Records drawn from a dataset
- Opening Delimiter -
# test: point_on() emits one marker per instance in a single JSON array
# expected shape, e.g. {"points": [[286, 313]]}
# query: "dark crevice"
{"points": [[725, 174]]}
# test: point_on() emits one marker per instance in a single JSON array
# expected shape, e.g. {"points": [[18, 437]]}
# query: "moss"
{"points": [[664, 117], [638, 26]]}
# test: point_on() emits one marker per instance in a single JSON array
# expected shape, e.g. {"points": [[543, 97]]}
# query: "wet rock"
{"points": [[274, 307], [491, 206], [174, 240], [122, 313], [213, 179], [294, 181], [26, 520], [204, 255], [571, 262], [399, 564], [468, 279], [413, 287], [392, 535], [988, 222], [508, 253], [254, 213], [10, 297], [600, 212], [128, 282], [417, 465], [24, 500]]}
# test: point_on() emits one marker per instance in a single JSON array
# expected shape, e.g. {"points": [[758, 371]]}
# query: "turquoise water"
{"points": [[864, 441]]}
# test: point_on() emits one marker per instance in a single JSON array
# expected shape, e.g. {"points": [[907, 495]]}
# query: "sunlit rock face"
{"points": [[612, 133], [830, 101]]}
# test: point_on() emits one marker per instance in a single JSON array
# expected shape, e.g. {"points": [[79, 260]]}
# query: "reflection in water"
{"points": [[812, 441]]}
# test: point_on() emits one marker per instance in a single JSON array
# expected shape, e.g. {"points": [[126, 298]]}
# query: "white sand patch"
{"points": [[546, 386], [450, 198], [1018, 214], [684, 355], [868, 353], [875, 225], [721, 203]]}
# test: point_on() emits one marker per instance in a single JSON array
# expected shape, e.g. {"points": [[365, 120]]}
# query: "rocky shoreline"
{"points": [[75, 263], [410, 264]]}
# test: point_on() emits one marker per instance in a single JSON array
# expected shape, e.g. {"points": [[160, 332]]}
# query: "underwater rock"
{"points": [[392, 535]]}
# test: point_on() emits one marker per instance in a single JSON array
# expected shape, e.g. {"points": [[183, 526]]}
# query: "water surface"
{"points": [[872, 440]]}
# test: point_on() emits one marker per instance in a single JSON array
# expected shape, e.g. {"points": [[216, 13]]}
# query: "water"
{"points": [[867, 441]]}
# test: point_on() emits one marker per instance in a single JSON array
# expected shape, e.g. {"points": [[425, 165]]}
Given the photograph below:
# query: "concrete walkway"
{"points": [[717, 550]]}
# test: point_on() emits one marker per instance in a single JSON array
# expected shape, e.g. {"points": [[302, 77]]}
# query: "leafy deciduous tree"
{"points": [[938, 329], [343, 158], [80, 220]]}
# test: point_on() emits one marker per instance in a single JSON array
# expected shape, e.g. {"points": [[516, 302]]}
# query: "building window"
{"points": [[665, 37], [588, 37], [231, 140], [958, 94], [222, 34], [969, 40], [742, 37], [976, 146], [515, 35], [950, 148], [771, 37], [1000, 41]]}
- Closing Delimiter -
### Assignment
Write out the entries in full, exactly as given.

### Task solution
# test: point_on() emits one marker per instance in a single JSON array
# expected shape, e.g. {"points": [[286, 313]]}
# query: "dark crevice"
{"points": [[725, 174]]}
# test: point_on() emits one marker per instance in a single JSON array
# expected shape, e.g. {"points": [[18, 437]]}
# query: "moss"
{"points": [[664, 117], [638, 26]]}
# test: point_on() emits one marker per instance in a single JSON array
# expected shape, e.g. {"points": [[543, 97]]}
# query: "wet rock"
{"points": [[274, 307], [491, 206], [174, 240], [122, 313], [213, 179], [294, 181], [26, 520], [204, 255], [571, 262], [399, 564], [468, 279], [413, 287], [392, 535], [988, 222], [508, 253], [254, 213], [10, 297], [600, 212], [128, 282], [417, 465], [24, 500]]}
# test: point_on() emits one marker per instance in a single JSON array
# expected shape, e.g. {"points": [[758, 371]]}
# query: "turquoise water"
{"points": [[864, 441]]}
# test: point_on() emits one marker per instance in a single JSON array
# expected shape, e.g. {"points": [[907, 495]]}
# query: "sunlit rock face"
{"points": [[612, 133], [830, 101]]}
# test: point_on() emits one marker per instance in a single JSON array
# expected shape, e.g. {"points": [[79, 260]]}
# query: "reflection in water"
{"points": [[812, 441]]}
# test: point_on() emits one marker per instance in a single JSON array
# expected shape, e.g. {"points": [[126, 298]]}
# query: "white sand patch"
{"points": [[546, 386], [450, 198], [1018, 214], [684, 355], [868, 353], [875, 225], [721, 203]]}
# test: point_on() emits one marker per instance in a single JSON array
# expected shape, e.g. {"points": [[365, 120]]}
# query: "rocky shoreline"
{"points": [[75, 263], [410, 264]]}
# test: point_on() emits one marker per instance in a single JSON array
# expected shape, e.g. {"points": [[160, 332]]}
# query: "underwater rock"
{"points": [[392, 535]]}
# test: point_on() emits one marker per instance in a single JSON array
# expected shape, e.g. {"points": [[183, 526]]}
# query: "water surface"
{"points": [[872, 440]]}
# test: point_on() emits one marker per instance in a single JSON array
# expected shape, e.g. {"points": [[216, 13]]}
# query: "water"
{"points": [[867, 441]]}
# test: point_on() emits one marker per instance in a single JSON array
# expected shape, e.g. {"points": [[425, 165]]}
Given the photograph below:
# query: "concrete walkway"
{"points": [[717, 550]]}
# test: point_on() emits one marker per instance in a single JSON array
# expected shape, e.g. {"points": [[302, 77]]}
# query: "leafy deciduous tree"
{"points": [[938, 329], [343, 158], [80, 220]]}
# test: point_on() emits one marker per instance in a single JSON array
# expected shape, e.g. {"points": [[516, 302]]}
# query: "building window"
{"points": [[665, 37], [588, 37], [231, 140], [958, 94], [222, 34], [969, 40], [742, 37], [976, 146], [515, 35], [950, 148], [771, 37], [1000, 41]]}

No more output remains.